◆ **TASK DETAILS**: For each line of the data below that holds "building", copy the line.

Photo-based referring expression data
──────────────────────────────
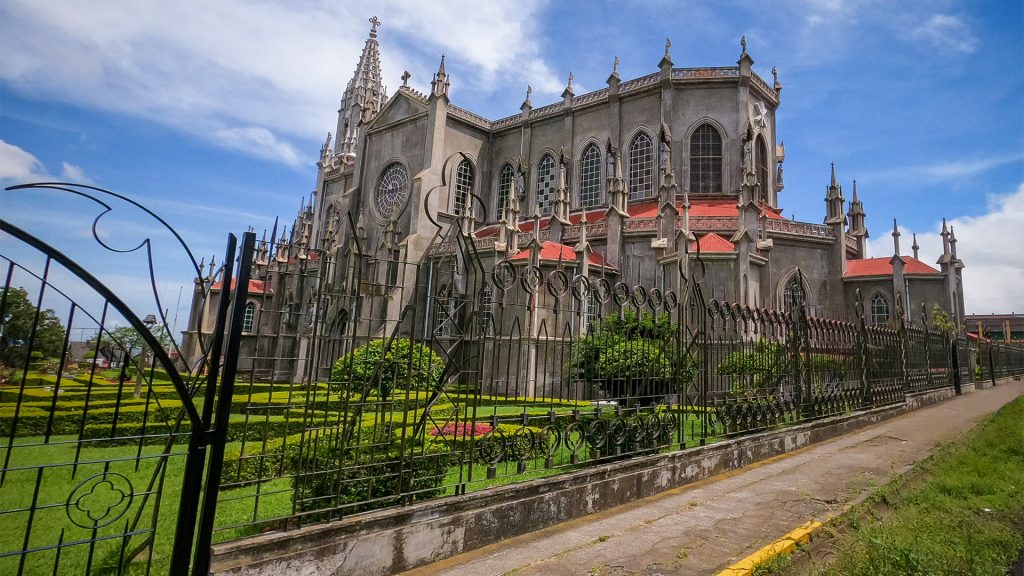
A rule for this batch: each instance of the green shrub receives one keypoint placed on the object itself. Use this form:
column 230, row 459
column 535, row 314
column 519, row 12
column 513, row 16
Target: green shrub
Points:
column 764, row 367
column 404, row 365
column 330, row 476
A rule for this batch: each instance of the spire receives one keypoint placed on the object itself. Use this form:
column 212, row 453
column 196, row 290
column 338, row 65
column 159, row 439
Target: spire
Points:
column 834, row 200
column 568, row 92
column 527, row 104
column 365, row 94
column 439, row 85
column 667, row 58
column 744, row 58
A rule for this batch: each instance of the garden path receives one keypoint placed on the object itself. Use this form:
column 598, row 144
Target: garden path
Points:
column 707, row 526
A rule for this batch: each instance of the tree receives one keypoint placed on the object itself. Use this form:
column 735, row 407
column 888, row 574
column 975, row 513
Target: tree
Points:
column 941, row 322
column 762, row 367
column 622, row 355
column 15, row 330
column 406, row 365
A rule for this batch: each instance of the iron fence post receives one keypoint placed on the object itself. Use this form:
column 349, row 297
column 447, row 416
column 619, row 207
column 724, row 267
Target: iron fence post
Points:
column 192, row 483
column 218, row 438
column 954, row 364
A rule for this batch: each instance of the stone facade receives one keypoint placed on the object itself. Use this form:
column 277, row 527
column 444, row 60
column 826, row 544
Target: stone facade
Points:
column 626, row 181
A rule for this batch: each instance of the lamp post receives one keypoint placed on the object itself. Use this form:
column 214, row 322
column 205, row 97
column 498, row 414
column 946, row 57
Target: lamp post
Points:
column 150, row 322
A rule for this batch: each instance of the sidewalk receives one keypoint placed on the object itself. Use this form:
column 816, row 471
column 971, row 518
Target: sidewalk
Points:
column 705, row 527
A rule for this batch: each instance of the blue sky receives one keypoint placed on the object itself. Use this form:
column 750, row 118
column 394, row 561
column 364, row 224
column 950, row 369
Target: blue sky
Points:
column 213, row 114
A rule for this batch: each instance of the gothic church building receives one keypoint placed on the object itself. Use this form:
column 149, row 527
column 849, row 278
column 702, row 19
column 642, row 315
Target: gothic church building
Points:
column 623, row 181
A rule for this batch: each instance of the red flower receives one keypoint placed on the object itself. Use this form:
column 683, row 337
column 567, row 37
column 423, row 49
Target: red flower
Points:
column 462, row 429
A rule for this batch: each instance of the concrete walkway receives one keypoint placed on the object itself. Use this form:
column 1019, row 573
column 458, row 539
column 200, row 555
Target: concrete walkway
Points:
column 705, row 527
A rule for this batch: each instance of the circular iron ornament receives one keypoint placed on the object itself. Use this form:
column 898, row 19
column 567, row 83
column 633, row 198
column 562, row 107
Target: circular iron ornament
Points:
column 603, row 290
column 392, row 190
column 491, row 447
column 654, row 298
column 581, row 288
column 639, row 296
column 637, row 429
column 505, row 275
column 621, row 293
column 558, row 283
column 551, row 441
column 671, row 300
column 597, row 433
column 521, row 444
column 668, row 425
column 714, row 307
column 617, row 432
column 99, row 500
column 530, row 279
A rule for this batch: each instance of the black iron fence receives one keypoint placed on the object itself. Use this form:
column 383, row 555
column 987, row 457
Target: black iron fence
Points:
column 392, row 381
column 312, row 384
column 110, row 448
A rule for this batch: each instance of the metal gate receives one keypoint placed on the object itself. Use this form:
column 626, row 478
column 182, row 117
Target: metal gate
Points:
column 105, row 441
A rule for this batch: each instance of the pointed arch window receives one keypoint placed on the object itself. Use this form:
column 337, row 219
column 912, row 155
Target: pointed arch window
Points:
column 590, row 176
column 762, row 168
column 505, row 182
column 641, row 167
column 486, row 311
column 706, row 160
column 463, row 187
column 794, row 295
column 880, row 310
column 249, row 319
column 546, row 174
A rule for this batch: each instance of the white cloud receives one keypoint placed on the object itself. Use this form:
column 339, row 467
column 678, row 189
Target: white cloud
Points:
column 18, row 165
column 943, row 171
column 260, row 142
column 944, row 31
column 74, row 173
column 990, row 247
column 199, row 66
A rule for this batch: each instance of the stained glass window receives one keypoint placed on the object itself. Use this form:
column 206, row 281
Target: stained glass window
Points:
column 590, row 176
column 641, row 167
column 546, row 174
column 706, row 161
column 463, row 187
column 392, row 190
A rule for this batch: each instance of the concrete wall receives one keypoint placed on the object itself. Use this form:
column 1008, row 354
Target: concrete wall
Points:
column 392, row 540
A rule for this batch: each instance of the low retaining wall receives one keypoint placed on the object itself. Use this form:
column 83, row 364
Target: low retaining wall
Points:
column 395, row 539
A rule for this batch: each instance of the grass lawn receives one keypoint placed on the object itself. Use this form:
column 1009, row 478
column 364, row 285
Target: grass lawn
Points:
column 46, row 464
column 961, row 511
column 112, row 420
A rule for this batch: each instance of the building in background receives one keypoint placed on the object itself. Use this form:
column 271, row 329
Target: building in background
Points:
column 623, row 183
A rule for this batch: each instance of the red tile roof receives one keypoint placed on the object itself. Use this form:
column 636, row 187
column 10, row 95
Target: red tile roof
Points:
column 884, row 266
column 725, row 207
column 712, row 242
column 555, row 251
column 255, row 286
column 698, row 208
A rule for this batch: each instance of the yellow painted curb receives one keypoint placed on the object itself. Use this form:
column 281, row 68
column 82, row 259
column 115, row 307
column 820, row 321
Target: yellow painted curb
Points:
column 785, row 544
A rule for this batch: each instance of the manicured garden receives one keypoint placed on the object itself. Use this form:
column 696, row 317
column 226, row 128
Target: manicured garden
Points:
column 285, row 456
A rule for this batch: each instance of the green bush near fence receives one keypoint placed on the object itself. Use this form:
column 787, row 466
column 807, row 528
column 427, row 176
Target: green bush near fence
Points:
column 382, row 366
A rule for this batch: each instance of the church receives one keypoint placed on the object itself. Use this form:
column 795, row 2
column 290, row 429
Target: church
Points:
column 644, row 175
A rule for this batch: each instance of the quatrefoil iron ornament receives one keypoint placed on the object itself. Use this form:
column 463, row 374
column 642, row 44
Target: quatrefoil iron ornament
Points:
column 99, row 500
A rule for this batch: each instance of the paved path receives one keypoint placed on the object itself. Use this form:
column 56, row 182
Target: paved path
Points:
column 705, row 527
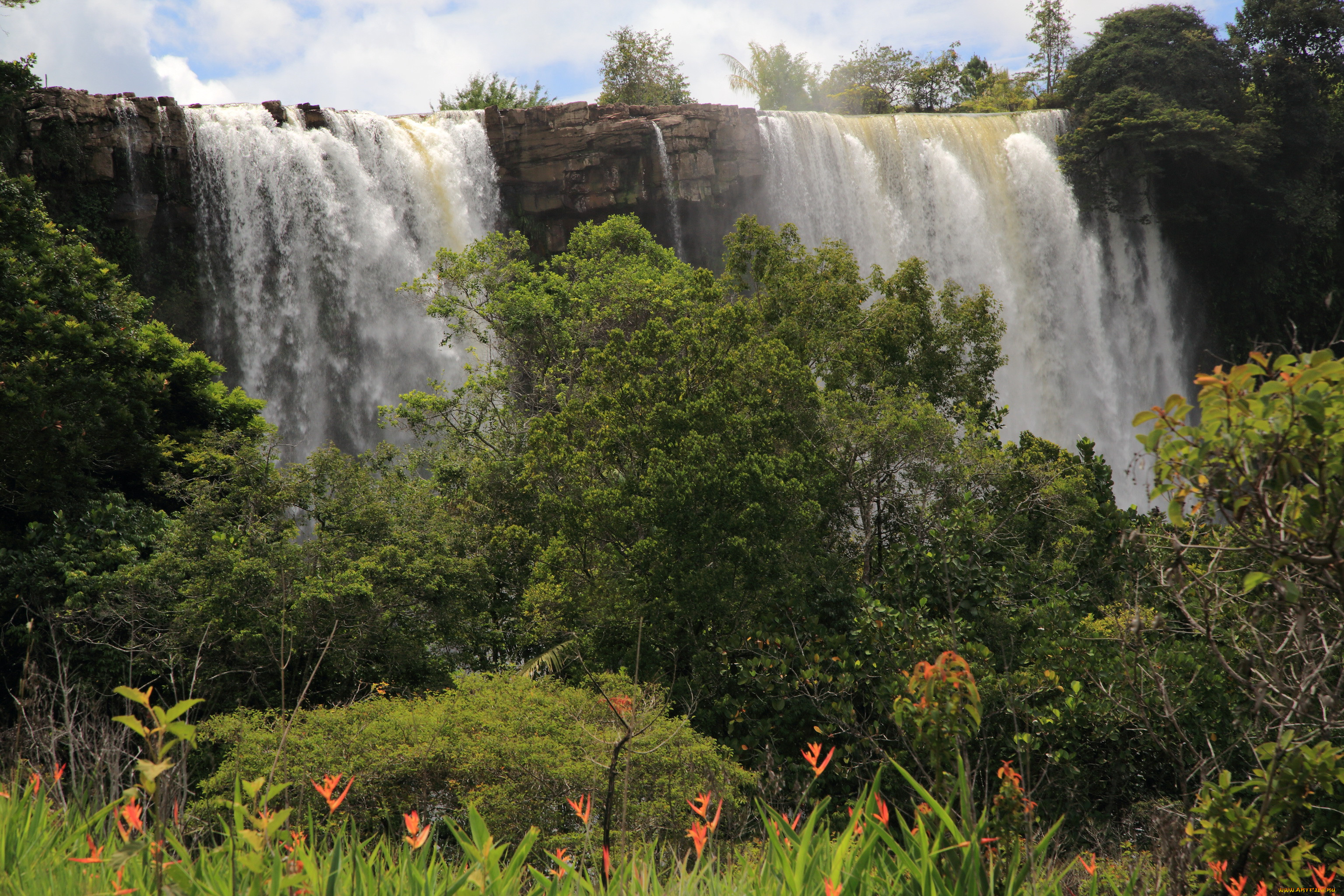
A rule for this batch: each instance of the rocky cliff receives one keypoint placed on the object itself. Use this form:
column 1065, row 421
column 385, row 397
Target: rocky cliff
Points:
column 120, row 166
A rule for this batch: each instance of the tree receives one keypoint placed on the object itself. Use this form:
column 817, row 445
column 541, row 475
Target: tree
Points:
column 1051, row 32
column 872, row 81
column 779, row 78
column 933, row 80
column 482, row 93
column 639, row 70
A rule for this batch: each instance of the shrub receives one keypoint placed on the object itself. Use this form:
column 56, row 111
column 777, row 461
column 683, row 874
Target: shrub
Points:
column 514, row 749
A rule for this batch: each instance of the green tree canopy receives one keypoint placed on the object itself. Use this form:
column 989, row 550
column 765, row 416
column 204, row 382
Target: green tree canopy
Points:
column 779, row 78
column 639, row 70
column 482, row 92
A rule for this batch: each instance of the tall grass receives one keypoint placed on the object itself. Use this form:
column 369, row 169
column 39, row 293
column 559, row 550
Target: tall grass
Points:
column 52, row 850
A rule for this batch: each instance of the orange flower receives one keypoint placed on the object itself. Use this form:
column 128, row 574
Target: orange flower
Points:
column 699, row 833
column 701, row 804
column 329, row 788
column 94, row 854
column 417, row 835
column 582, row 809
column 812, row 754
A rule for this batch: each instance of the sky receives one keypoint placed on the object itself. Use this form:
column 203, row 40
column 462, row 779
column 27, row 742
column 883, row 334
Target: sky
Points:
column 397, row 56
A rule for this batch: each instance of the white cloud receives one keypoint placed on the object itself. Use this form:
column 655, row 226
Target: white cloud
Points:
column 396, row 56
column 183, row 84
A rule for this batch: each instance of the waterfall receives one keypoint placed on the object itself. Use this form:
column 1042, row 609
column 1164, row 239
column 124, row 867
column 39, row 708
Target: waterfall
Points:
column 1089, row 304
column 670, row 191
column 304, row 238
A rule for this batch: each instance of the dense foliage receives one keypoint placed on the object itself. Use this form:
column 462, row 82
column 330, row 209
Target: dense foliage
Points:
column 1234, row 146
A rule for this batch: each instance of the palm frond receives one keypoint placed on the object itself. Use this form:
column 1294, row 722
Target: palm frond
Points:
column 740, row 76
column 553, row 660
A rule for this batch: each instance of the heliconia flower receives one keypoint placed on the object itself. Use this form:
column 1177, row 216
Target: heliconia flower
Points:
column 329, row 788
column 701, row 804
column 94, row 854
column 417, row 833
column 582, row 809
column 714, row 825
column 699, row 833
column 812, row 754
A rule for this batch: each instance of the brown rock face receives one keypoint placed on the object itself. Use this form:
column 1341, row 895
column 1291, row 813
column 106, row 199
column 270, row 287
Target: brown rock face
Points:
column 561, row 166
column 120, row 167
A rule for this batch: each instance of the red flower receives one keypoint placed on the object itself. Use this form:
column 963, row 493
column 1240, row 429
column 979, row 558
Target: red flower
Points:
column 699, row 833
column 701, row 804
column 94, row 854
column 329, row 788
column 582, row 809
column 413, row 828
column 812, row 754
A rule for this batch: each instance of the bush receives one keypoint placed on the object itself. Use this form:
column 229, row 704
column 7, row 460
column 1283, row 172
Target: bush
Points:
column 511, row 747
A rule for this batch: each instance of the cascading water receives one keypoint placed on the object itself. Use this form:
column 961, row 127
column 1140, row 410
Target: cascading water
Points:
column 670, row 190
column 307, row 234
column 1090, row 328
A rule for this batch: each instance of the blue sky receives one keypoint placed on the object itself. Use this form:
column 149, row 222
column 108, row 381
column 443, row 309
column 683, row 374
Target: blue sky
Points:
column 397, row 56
──────────────────────────────
◆ **SOLUTION FOR THIS PROBLEM**:
A rule for this batch: each instance of the gothic church building receives one keypoint placed on the object itself. Use this form:
Target: gothic church building
A rule for this batch: each instance of the building in background receives one keypoint placed on the object itself. Use this form:
Target: building in background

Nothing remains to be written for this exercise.